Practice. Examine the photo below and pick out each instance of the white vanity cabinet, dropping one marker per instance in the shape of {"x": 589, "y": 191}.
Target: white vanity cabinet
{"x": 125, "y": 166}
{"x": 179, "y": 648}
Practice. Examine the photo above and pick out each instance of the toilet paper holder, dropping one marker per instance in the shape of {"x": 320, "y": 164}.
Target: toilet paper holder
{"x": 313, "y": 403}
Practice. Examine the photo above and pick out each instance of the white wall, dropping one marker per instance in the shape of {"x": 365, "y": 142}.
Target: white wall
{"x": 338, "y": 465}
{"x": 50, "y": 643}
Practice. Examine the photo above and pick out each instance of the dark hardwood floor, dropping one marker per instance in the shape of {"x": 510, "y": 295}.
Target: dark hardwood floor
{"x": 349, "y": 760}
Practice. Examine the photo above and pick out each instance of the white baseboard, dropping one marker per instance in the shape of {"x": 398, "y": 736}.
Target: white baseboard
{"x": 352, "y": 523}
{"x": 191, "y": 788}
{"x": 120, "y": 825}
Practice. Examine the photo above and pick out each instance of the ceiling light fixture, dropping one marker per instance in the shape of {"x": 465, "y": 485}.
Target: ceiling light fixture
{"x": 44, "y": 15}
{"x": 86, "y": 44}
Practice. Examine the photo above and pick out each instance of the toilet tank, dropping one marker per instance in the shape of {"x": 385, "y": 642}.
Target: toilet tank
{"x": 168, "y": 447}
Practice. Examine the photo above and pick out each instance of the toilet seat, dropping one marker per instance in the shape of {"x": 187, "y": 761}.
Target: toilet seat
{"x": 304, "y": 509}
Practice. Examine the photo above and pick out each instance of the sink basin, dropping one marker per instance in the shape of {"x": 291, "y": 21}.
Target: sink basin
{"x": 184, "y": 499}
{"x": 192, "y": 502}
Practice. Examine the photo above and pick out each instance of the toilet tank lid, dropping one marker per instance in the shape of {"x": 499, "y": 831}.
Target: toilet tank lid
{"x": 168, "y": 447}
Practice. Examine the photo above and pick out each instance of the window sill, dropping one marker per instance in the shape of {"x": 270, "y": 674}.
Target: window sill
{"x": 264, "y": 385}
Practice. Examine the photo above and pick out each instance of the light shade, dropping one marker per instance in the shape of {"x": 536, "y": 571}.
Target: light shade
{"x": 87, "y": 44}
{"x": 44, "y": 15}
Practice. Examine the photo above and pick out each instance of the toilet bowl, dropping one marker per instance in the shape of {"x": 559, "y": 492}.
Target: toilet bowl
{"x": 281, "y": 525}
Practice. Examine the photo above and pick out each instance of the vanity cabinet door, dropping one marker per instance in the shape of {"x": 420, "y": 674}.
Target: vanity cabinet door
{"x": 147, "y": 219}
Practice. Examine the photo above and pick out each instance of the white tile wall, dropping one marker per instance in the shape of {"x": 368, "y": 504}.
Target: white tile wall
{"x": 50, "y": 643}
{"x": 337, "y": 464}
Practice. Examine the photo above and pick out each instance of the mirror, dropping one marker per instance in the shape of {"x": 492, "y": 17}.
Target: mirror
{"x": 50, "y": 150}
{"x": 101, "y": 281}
○ ○ ○
• [Directions]
Rewrite the stretch from the line containing "of the window" through the end of the rows, substituting "lamp shade" for "light shade" and leaving everything else unchanged.

• [Result for this task]
Practice. Examine the photo above and pick out each instance of the window sill, dropping one marker per instance in the shape of {"x": 270, "y": 674}.
Target: window sill
{"x": 264, "y": 385}
Practice. Examine the photo above and pick out each instance of the lamp shade, dropping one marker per instance in the shape of {"x": 536, "y": 571}.
Target: lamp shade
{"x": 87, "y": 44}
{"x": 44, "y": 15}
Practice. Examine the photo above and pick out each instance of the toilet bowl, dropping one marker per instance in the shape of {"x": 559, "y": 492}.
Target: toilet bowl
{"x": 281, "y": 525}
Practice. Examine the photo above and pick out each instance of the vanity cabinet door, dropping one marker per instance in the shape of {"x": 420, "y": 674}.
Target: vanity cabinet door
{"x": 147, "y": 219}
Practice. Examine the photo above and pick out each instance of the white tile wall, dropping one marker per instance in the shape of {"x": 368, "y": 504}.
Target: white tile wall
{"x": 50, "y": 643}
{"x": 337, "y": 464}
Practice. Examine the photo above and pick out each instance of the mirror, dropping one marker per instance in the shape of {"x": 492, "y": 17}.
Target: mirror
{"x": 50, "y": 150}
{"x": 101, "y": 281}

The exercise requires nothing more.